** WHAT YOU HAVE TO DO **
Arrange all of the material below as a two-column CSV with the columns input and output. Each row holds one text in input and the answer that follows it in output, both as quoted fields with every line break turned into a space.
▽
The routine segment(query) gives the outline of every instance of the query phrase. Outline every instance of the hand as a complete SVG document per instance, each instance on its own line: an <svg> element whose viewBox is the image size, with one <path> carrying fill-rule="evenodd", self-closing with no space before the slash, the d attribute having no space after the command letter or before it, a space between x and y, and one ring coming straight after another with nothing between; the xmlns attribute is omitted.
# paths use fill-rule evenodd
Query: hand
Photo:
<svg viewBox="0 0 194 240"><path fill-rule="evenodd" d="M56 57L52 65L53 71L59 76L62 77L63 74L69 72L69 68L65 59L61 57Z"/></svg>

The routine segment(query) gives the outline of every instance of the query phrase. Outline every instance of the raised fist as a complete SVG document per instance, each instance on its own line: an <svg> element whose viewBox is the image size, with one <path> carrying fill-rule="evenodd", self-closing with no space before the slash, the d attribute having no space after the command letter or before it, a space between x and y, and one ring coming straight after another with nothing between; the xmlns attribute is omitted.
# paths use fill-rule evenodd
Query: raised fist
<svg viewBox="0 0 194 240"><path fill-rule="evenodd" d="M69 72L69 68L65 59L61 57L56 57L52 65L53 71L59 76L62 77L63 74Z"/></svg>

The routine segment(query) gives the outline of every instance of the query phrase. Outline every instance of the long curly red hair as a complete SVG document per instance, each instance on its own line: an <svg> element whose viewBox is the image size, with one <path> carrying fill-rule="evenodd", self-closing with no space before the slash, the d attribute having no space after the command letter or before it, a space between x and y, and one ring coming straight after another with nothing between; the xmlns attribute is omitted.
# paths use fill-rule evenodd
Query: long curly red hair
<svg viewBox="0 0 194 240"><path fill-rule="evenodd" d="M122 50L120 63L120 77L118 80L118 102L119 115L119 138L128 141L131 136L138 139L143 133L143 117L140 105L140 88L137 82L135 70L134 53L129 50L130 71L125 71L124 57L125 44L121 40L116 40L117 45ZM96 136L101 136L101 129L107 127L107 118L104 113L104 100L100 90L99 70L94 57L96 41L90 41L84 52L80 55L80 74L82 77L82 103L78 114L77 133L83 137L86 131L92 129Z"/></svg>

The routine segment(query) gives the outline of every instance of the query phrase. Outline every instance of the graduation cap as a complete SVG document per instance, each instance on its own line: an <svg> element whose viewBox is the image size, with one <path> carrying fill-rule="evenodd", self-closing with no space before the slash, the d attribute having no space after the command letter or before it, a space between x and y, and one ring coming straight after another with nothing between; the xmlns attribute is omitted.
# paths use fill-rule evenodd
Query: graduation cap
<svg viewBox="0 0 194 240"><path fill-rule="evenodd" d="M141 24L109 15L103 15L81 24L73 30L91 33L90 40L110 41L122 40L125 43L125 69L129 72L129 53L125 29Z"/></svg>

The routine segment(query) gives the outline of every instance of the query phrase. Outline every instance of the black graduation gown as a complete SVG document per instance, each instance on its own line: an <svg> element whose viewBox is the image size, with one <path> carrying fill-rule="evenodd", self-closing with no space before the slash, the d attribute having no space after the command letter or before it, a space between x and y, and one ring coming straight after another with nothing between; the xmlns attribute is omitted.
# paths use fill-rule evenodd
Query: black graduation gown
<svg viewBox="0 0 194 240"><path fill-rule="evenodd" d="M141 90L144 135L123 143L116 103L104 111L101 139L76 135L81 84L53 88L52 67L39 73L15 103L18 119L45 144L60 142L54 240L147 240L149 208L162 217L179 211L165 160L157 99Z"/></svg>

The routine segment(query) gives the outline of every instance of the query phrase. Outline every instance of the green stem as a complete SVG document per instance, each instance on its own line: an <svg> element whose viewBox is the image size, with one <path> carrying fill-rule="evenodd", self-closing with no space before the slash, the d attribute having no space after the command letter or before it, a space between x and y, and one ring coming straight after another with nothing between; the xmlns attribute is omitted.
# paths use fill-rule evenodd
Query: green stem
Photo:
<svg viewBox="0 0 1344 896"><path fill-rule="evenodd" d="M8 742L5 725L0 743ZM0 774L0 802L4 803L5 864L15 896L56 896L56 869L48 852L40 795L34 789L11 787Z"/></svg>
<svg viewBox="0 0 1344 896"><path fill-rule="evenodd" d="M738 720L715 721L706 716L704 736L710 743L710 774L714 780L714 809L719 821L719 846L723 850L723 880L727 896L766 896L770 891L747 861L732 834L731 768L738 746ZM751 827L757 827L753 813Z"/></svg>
△
** COMPLETE OUTPUT **
input,output
"The routine segment(query) gives the outline of every instance of the query phrase. Outline every instance of the hand as a complete SVG document per instance, each instance on its own line: an <svg> element whose viewBox is the image size, with one <path> carrying fill-rule=""evenodd"", self-closing with no space before the slash, the d attribute having no space after the command letter or before it, a space between x and y, and one ring coming straight after another with nothing between; the xmlns attribute is omitted. # paths use fill-rule evenodd Query: hand Photo:","<svg viewBox=""0 0 194 240""><path fill-rule=""evenodd"" d=""M56 57L52 65L53 71L59 76L62 77L63 74L69 72L69 68L65 59L61 57Z""/></svg>"
"The routine segment(query) gives the outline of every instance of the query phrase. Outline every instance of the raised fist as a complete SVG document per instance, each instance on its own line: an <svg> element whose viewBox is the image size, with one <path> carrying fill-rule=""evenodd"", self-closing with no space before the slash, the d attribute having no space after the command letter or before it, a space between x and y, and one ring coming straight after another with nothing between; the xmlns attribute is omitted. # paths use fill-rule evenodd Query: raised fist","<svg viewBox=""0 0 194 240""><path fill-rule=""evenodd"" d=""M69 72L69 68L65 59L61 57L56 57L52 65L53 71L59 76L62 77L63 74Z""/></svg>"
"The routine segment(query) gives the outline of every instance of the query phrase. Outline every instance of the long curly red hair as a complete SVG document per instance, each instance on its own line: an <svg> element whose viewBox is the image size, with one <path> carrying fill-rule=""evenodd"", self-closing with no space before the slash, the d attribute having no space after the command letter or before it, a space between x and y, and one ring coming straight after another with nothing between; the xmlns attribute is omitted. # paths use fill-rule evenodd Query: long curly red hair","<svg viewBox=""0 0 194 240""><path fill-rule=""evenodd"" d=""M122 50L120 63L120 77L118 80L118 102L119 115L119 138L128 141L131 136L138 139L143 133L143 117L140 105L140 88L137 82L135 70L134 53L129 50L130 71L125 71L124 57L125 44L121 40L116 40L117 45ZM96 136L101 136L101 129L107 127L107 118L104 113L104 100L100 90L99 70L94 57L96 41L90 41L84 52L80 55L80 74L82 77L82 103L78 114L77 133L83 137L86 131L92 129Z""/></svg>"
"The routine segment(query) gives the outline of every instance of the query phrase. Outline every instance of the graduation cap as a complete SVG document per instance, each instance on its own line: an <svg> element whose viewBox is the image size, with one <path> carrying fill-rule=""evenodd"", self-closing with no space before the slash, the d attribute having no space after the command letter or before it, a space between x and y, and one ring coming straight after another with nothing between; the xmlns attribute is omitted. # paths use fill-rule evenodd Query: graduation cap","<svg viewBox=""0 0 194 240""><path fill-rule=""evenodd"" d=""M141 24L109 15L103 15L81 24L73 30L91 33L90 40L110 41L122 40L125 43L125 69L129 72L129 53L125 29Z""/></svg>"
"The routine segment(query) gives the outline of every instance of the query phrase. Outline every instance of the black graduation gown as a complete SVG document per instance, each instance on its own line: an <svg> element whose viewBox is the image size, with one <path> carrying fill-rule=""evenodd"", self-closing with no space before the slash, the d attribute having no space after the command letter or before it, a space between x and y, and one ring coming straight after another with nothing between; the xmlns attribute is omitted. # paths use fill-rule evenodd Query: black graduation gown","<svg viewBox=""0 0 194 240""><path fill-rule=""evenodd"" d=""M141 90L144 135L123 143L116 103L104 111L101 139L76 135L81 84L53 88L52 67L39 73L15 103L18 119L45 144L60 142L54 240L147 240L149 208L162 217L179 211L165 160L157 99Z""/></svg>"
"The routine segment(query) gives the outline of every instance of the query phrase. Outline every instance of the green stem as a complete SVG document per instance, each instance on its own line: an <svg> element whose viewBox is the image size, with one <path> carrying fill-rule=""evenodd"", self-closing with no space before the slash, the d attribute having no space after the command letter or before it, a space between x and y, and one ring coming straight after another with nothing between; the xmlns attribute is omitted. # paths use fill-rule evenodd Query: green stem Photo:","<svg viewBox=""0 0 1344 896""><path fill-rule=""evenodd"" d=""M8 742L5 725L0 743ZM0 774L0 802L4 803L5 864L15 896L56 896L56 869L48 852L40 795L34 789L11 787Z""/></svg> <svg viewBox=""0 0 1344 896""><path fill-rule=""evenodd"" d=""M738 720L715 721L706 716L704 736L710 743L710 774L714 780L714 809L719 821L719 846L723 850L723 880L727 896L766 896L770 891L747 861L732 834L731 768L738 746ZM751 827L757 827L753 813Z""/></svg>"